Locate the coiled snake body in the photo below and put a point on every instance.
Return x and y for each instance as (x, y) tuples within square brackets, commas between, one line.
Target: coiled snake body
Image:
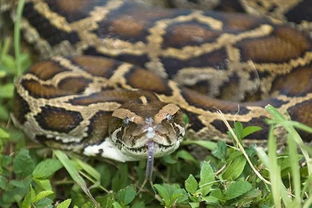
[(156, 65)]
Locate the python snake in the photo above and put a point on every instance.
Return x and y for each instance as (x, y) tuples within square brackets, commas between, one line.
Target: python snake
[(123, 76)]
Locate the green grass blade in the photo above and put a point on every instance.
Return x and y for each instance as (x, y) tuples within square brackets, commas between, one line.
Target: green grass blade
[(74, 173), (17, 35)]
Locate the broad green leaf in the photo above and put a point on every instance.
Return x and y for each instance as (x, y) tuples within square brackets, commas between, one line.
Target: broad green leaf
[(46, 168), (139, 204), (238, 129), (207, 177), (191, 184), (28, 198), (45, 184), (106, 201), (171, 194), (8, 62), (23, 164), (41, 195), (73, 172), (237, 189), (7, 91), (185, 155), (3, 182), (235, 168), (126, 196), (64, 204), (206, 144), (250, 130), (44, 203)]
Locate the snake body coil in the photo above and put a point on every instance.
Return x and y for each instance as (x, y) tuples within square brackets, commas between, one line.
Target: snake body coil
[(156, 65)]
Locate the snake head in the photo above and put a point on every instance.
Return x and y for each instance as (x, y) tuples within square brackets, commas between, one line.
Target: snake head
[(135, 125)]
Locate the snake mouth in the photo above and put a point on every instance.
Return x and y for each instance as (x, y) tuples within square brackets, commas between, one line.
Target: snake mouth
[(143, 151)]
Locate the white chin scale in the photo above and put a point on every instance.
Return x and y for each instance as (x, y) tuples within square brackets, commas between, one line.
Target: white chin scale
[(108, 150)]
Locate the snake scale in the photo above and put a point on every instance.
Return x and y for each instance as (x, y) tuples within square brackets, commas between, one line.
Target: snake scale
[(123, 76)]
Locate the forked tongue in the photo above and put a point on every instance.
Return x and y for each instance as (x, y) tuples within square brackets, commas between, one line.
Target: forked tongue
[(149, 164), (150, 160)]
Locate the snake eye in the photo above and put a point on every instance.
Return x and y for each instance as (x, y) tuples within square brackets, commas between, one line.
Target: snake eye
[(126, 121)]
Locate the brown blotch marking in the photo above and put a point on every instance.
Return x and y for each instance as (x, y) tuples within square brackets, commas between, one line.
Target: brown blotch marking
[(38, 90), (21, 108), (145, 111), (238, 22), (127, 26), (211, 104), (145, 80), (284, 44), (97, 66), (58, 119), (143, 99), (169, 109), (123, 113), (46, 70), (115, 95), (295, 83), (182, 34), (98, 127), (74, 84), (72, 6)]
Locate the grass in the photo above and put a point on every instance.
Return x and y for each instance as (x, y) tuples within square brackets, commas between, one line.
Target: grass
[(230, 176)]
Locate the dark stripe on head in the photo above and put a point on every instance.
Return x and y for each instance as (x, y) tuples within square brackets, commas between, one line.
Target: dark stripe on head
[(98, 128)]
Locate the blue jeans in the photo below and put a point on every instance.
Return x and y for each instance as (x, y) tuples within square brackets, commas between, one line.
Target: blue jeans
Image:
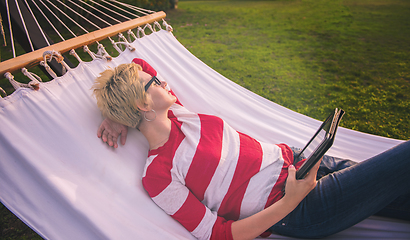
[(348, 193)]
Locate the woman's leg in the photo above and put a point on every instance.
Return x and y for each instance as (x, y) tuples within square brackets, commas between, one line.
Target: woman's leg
[(346, 197)]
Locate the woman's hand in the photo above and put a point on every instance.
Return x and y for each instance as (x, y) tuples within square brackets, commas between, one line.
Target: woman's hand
[(110, 130), (297, 190)]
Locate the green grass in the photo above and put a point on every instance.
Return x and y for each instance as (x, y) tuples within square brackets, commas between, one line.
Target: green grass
[(308, 55)]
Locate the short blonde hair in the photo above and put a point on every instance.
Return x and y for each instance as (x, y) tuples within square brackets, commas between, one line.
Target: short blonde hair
[(118, 91)]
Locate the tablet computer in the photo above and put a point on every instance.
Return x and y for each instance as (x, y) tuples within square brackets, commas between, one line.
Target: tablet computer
[(319, 143)]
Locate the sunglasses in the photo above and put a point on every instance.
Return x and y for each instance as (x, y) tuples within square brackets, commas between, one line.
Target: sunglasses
[(153, 79)]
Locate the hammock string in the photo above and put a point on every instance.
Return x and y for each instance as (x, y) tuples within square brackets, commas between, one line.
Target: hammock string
[(24, 25), (47, 19), (38, 25), (10, 29), (98, 10), (110, 10)]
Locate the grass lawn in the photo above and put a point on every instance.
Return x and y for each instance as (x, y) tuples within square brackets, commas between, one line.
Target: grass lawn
[(308, 55)]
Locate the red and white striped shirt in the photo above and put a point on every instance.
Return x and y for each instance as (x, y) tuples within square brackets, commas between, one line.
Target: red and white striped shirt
[(208, 175)]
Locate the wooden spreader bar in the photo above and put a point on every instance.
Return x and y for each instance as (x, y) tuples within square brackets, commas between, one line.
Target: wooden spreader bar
[(33, 58)]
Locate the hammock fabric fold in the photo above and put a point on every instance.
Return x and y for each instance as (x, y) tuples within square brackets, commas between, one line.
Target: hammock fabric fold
[(65, 183)]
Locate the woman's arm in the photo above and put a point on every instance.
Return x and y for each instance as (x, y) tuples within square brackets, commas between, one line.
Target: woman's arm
[(296, 191), (109, 131)]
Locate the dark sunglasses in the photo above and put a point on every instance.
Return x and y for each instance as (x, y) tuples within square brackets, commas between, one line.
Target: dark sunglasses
[(153, 79)]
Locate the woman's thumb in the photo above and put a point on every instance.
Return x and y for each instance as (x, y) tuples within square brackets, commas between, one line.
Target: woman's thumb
[(292, 172)]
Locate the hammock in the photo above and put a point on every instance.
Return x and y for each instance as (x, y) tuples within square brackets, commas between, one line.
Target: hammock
[(65, 183)]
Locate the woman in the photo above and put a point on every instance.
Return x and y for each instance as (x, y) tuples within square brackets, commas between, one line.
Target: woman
[(222, 184)]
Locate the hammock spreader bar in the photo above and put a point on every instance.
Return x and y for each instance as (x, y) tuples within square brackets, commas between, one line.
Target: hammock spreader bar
[(33, 58)]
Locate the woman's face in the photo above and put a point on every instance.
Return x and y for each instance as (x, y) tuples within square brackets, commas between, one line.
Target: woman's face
[(162, 99)]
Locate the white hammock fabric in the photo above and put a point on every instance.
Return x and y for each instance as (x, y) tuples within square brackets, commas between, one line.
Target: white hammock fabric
[(65, 183)]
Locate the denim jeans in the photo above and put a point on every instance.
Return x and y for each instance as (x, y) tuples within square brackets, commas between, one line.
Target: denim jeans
[(349, 192)]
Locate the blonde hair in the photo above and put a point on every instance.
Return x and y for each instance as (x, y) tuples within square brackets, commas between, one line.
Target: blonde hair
[(118, 91)]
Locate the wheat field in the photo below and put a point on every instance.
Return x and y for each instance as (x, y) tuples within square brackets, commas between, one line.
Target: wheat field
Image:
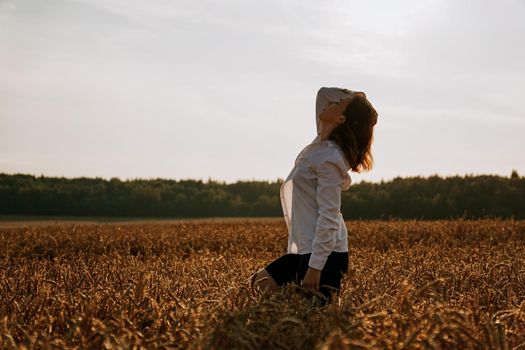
[(146, 285)]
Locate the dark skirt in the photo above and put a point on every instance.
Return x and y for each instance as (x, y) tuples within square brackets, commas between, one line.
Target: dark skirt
[(292, 268)]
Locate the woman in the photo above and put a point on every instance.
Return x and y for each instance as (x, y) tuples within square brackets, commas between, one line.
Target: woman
[(317, 252)]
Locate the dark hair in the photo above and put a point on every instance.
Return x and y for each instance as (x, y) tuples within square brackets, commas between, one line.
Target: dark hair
[(355, 135)]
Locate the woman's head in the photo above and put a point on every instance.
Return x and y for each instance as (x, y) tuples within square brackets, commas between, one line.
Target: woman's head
[(355, 134)]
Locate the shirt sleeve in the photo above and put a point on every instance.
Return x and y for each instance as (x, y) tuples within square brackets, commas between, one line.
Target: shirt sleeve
[(330, 177)]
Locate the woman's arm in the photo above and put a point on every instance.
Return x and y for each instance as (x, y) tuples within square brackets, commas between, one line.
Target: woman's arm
[(328, 196)]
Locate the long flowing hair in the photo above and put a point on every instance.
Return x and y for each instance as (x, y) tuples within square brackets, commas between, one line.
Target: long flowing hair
[(355, 135)]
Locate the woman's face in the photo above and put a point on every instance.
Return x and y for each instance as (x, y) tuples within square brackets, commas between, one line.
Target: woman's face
[(333, 114)]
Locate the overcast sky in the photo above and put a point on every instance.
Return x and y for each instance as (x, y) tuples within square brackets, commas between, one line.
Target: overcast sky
[(226, 89)]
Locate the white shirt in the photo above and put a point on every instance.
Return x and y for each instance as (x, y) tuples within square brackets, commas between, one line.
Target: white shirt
[(311, 201)]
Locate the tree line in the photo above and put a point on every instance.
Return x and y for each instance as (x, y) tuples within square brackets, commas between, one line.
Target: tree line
[(432, 197)]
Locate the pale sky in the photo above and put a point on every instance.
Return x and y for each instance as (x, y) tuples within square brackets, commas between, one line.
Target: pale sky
[(226, 89)]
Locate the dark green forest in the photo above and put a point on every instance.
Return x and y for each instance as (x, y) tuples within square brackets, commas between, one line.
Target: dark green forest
[(432, 197)]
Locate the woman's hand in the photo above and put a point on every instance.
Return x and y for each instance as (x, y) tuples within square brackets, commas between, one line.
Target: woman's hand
[(311, 279)]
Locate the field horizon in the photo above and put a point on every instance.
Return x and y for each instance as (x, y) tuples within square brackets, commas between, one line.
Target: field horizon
[(454, 284)]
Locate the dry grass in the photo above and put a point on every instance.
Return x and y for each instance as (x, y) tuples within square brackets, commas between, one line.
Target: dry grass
[(411, 285)]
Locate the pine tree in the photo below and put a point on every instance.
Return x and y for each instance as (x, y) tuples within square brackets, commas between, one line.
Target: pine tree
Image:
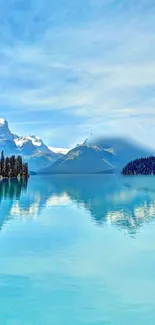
[(13, 167), (2, 163)]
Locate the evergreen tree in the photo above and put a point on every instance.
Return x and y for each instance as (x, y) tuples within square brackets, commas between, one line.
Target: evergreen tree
[(2, 164), (13, 167)]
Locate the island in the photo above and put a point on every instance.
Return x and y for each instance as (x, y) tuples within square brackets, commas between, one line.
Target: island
[(13, 167), (141, 166)]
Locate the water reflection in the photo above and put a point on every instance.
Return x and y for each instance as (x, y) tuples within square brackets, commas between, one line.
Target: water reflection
[(12, 189), (124, 202)]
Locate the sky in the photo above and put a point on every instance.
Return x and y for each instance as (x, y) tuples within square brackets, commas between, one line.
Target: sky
[(75, 69)]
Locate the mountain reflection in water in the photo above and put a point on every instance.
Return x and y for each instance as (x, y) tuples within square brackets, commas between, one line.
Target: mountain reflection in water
[(126, 202)]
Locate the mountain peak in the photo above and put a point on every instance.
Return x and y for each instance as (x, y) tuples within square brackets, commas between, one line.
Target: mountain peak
[(3, 122)]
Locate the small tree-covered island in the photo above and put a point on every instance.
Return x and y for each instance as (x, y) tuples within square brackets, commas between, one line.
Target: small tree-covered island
[(13, 167), (142, 166)]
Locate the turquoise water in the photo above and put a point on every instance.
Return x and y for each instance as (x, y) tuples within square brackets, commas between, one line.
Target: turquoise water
[(77, 250)]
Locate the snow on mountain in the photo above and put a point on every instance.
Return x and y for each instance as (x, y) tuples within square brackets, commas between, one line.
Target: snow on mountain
[(63, 151), (31, 144), (31, 147), (83, 159), (102, 156)]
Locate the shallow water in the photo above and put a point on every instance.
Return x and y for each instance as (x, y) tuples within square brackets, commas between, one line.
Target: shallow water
[(78, 250)]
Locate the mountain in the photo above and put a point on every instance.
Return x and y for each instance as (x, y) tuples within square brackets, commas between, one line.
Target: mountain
[(32, 148), (101, 156), (63, 151), (83, 159)]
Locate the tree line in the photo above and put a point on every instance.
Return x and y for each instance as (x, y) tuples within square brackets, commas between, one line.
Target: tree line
[(13, 167), (142, 166)]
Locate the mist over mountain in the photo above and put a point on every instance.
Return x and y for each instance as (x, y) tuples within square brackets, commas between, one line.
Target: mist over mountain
[(31, 147), (103, 155)]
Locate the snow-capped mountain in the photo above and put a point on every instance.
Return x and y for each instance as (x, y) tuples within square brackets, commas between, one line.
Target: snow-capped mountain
[(83, 159), (32, 148), (30, 144), (63, 151), (102, 156)]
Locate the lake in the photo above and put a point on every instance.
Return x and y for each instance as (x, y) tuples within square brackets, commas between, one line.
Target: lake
[(77, 250)]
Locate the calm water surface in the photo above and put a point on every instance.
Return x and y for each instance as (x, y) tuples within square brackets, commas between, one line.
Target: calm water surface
[(77, 250)]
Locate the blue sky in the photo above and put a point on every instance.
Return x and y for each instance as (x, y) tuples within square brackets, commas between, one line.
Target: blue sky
[(71, 68)]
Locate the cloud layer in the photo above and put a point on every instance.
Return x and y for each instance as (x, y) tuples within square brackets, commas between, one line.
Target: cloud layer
[(86, 66)]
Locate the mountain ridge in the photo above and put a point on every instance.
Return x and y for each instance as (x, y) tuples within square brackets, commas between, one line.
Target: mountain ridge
[(31, 147)]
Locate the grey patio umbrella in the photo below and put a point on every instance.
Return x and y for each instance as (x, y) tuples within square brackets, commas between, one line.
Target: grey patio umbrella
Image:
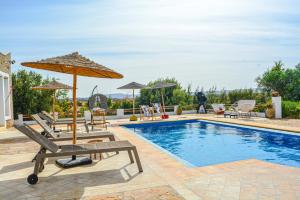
[(132, 86), (53, 85), (74, 64), (160, 85)]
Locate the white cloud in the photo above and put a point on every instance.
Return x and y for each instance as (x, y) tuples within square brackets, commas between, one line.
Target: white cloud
[(206, 43)]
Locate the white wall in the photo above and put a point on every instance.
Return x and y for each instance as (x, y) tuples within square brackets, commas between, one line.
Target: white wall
[(5, 112)]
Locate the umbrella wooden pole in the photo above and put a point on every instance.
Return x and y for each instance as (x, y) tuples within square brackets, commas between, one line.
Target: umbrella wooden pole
[(53, 107), (163, 102), (74, 106), (133, 102)]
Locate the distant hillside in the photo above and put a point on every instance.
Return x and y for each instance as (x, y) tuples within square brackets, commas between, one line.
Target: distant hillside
[(113, 96)]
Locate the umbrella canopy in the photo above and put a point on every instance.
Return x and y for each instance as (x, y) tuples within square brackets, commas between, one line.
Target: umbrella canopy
[(132, 86), (160, 85), (74, 64), (53, 85)]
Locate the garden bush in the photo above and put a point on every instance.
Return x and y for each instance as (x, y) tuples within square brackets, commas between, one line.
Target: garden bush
[(291, 109)]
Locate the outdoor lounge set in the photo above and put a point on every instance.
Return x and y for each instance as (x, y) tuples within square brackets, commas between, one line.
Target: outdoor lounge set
[(49, 149)]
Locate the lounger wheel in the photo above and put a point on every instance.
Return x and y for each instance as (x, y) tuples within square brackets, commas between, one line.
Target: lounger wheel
[(32, 179), (42, 168)]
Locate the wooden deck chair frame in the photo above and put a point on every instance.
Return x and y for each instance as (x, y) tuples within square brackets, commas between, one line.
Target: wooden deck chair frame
[(70, 150)]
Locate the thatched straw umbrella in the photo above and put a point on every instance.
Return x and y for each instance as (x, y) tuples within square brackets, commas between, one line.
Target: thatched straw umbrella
[(53, 85), (161, 85), (132, 86), (74, 64)]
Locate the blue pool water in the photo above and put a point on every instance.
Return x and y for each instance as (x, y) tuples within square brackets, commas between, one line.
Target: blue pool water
[(202, 143)]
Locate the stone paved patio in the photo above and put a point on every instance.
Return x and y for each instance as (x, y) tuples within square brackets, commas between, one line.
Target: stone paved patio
[(163, 177)]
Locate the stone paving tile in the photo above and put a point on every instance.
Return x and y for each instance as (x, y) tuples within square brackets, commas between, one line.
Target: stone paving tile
[(156, 193), (164, 177)]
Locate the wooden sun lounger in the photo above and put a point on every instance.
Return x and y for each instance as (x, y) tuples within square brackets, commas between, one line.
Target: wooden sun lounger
[(71, 150), (49, 118), (65, 136)]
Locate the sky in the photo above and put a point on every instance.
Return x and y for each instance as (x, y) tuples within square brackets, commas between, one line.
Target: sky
[(226, 44)]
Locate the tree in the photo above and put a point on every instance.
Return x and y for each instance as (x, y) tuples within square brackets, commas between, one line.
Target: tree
[(285, 81), (149, 96), (273, 79), (26, 100)]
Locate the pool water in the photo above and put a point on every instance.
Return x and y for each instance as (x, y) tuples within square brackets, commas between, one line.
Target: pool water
[(202, 143)]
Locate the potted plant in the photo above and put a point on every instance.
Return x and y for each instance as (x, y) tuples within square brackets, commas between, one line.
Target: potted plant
[(133, 118), (270, 112), (179, 110)]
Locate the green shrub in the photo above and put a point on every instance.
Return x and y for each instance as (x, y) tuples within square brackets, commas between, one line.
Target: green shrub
[(179, 110), (291, 109), (133, 118)]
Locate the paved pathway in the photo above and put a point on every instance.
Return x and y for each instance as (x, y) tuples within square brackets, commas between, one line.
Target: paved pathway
[(163, 177)]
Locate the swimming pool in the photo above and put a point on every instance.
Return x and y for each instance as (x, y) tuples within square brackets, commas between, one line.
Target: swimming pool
[(202, 143)]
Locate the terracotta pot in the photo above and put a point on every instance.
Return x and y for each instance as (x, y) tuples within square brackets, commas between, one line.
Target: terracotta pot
[(270, 113)]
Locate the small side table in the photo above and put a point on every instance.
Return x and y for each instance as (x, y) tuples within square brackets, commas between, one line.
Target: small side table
[(95, 154)]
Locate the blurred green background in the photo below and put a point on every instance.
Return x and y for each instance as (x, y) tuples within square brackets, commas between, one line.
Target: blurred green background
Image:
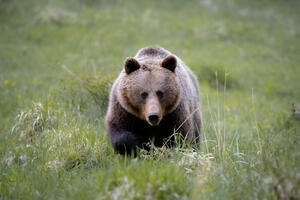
[(58, 60)]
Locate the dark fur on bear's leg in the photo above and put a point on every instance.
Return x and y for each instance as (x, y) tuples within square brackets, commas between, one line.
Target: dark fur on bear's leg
[(124, 142)]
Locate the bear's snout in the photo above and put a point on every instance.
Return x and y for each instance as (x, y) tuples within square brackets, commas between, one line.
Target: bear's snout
[(153, 118), (153, 112)]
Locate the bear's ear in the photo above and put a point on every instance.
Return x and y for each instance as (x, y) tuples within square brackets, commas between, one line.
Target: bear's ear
[(131, 65), (169, 63)]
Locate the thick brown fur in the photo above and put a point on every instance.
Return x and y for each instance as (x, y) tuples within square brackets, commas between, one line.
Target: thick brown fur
[(154, 82)]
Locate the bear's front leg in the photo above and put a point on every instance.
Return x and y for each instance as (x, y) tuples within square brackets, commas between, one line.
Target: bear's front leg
[(124, 142)]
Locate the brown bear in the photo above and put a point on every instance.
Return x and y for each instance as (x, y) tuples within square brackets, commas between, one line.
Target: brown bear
[(155, 95)]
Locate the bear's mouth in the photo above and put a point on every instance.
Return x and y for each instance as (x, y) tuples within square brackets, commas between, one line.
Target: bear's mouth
[(153, 119)]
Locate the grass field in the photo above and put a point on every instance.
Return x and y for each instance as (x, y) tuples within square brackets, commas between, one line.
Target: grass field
[(59, 58)]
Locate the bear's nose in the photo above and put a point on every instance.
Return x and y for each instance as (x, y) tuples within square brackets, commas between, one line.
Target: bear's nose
[(153, 118)]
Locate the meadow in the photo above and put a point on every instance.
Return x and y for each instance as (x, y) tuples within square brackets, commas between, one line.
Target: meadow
[(58, 60)]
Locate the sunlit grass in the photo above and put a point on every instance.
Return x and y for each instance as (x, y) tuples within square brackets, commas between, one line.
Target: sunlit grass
[(58, 60)]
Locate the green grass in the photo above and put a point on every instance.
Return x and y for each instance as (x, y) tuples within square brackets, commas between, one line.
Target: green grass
[(59, 58)]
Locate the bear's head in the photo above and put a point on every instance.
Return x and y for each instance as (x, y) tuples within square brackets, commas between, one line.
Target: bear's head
[(149, 89)]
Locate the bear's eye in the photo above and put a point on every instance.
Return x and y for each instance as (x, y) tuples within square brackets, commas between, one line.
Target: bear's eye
[(144, 95), (160, 94)]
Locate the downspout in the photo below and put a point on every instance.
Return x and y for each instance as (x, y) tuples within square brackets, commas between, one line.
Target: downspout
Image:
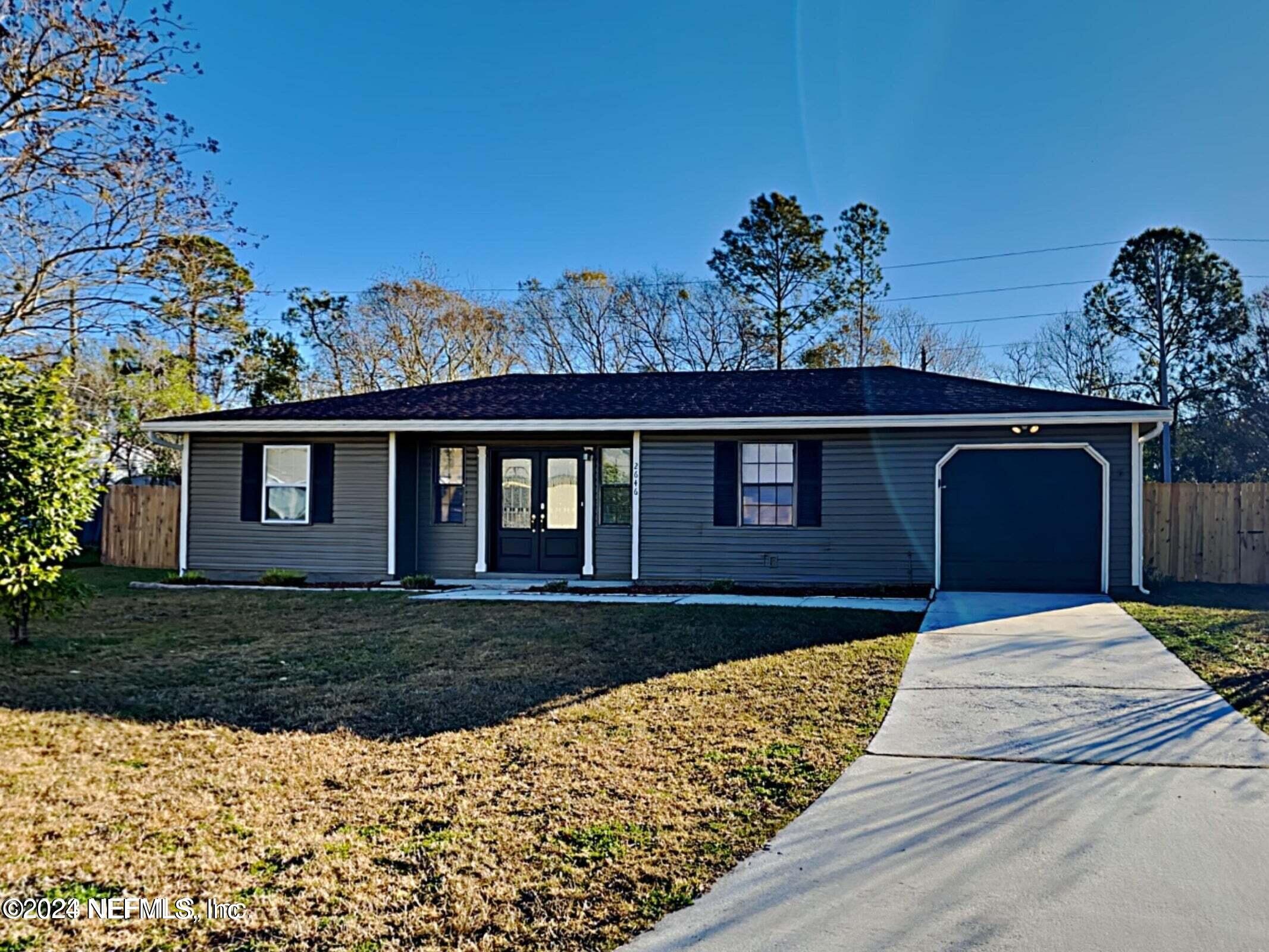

What is required -
Copy out, in full, each line above that has the word "blurred" in it.

Response to the task -
Locate the blurred green background in the photo below and put a point on every instance.
Target: blurred green background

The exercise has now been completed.